Natural-language object grounding data
%%

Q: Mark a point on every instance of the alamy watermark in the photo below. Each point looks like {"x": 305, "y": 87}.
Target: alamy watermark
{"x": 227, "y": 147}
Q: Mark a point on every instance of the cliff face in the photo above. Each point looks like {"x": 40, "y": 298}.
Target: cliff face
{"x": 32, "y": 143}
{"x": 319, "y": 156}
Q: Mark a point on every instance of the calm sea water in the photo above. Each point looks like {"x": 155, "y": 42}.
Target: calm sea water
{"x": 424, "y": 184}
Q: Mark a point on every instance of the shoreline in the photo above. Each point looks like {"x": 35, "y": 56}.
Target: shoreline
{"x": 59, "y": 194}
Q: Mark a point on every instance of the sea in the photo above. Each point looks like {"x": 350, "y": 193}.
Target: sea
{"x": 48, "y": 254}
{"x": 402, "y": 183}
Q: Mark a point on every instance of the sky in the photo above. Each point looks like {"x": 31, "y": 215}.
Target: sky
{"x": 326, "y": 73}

%%
%%

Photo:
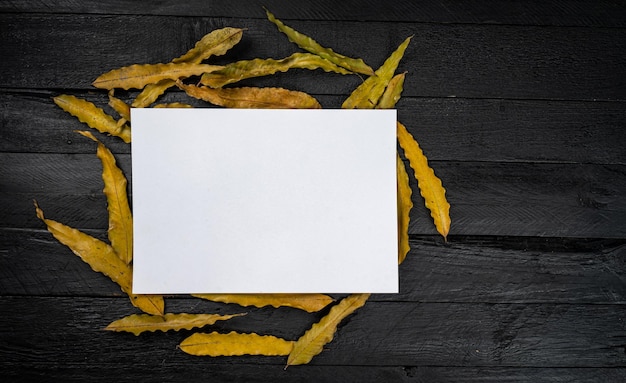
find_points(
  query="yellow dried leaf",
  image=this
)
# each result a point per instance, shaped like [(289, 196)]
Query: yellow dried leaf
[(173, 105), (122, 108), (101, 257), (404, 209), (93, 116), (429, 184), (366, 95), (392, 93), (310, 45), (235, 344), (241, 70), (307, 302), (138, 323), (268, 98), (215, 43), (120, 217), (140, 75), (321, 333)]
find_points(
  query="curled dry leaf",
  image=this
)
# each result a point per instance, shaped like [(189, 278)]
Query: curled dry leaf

%%

#### What is needed:
Among the records above, extract exactly the lines from the line with "# each result a point per instance, shaped like [(189, 278)]" to the line with "Query: curled dry leaf", both lines included, and leave out the rest.

#### Result of this exercise:
# each result a point per instance, shaped like [(189, 278)]
Query: curled dry leaf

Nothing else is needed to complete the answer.